▶ AIM OF THE TASK: Count the lines below that contain "rear". Give only the number.

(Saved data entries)
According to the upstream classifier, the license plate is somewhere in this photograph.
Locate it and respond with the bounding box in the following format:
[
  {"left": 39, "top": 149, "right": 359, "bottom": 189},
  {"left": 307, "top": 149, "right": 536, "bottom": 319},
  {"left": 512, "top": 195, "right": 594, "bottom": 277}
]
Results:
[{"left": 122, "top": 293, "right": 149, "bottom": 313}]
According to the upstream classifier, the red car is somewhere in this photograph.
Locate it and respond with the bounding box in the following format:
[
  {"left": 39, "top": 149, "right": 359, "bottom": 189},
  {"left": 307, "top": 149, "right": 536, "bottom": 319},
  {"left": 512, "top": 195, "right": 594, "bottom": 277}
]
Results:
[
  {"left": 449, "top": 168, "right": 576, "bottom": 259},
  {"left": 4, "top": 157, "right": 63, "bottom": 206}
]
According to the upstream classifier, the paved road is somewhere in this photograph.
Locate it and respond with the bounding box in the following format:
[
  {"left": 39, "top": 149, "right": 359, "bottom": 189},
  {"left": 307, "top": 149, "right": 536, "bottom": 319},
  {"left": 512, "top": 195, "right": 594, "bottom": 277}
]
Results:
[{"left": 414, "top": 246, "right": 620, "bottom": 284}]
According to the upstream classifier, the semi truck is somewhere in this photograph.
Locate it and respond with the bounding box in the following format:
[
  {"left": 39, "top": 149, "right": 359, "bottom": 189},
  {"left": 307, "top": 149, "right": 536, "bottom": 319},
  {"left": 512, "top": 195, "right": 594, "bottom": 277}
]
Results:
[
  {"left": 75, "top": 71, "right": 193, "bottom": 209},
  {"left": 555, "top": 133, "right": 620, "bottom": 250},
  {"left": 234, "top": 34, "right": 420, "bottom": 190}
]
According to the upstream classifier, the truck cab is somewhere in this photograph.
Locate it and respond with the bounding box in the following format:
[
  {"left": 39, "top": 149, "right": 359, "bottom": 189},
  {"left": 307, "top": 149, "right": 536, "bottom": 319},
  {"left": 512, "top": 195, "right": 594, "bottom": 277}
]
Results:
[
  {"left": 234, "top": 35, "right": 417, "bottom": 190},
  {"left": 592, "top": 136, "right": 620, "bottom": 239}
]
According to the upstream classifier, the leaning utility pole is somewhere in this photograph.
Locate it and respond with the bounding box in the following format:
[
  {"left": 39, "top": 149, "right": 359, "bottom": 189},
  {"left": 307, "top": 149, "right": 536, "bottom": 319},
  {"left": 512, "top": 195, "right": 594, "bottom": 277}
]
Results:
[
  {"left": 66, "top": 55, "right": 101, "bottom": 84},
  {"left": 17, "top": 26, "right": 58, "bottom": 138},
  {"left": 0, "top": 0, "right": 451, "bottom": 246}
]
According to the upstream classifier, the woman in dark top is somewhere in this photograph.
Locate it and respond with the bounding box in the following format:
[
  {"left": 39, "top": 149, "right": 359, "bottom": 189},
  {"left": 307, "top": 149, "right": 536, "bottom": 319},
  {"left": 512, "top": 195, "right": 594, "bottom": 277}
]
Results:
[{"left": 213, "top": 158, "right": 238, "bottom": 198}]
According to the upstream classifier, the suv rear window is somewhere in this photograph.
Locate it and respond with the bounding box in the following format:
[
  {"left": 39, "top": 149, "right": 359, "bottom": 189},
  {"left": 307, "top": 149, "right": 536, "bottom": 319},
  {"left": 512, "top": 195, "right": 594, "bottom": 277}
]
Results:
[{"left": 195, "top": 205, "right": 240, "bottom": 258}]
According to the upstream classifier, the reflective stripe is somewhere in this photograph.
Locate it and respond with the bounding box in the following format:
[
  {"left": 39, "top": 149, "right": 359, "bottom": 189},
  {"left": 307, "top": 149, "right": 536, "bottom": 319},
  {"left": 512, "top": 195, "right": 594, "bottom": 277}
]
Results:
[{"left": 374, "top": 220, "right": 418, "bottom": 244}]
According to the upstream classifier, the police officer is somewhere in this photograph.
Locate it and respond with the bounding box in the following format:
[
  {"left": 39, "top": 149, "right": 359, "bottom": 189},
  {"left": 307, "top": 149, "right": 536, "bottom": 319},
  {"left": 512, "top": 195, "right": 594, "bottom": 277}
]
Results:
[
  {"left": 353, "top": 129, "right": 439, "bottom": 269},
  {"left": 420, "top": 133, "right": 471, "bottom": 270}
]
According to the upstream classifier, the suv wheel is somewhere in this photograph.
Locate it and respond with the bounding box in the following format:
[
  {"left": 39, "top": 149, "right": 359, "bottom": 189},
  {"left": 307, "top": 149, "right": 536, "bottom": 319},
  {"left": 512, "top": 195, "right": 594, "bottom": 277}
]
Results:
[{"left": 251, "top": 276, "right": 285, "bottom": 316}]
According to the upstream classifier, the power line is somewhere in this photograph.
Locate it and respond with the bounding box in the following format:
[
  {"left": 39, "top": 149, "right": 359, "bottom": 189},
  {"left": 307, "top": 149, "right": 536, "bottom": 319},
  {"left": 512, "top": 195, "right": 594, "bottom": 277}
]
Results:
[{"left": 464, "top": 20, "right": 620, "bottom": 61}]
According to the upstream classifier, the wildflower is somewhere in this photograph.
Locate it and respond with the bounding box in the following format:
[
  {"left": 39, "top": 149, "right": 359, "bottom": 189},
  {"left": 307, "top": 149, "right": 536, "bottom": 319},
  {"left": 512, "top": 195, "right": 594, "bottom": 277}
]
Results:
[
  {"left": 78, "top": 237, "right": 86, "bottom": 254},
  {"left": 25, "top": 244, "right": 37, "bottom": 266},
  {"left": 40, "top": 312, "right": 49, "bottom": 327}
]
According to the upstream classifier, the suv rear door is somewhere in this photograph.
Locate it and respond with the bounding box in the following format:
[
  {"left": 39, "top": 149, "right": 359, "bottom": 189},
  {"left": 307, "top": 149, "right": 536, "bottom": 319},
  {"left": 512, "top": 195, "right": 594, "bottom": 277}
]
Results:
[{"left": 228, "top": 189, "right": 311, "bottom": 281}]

▶ TASK SOLUTION: 2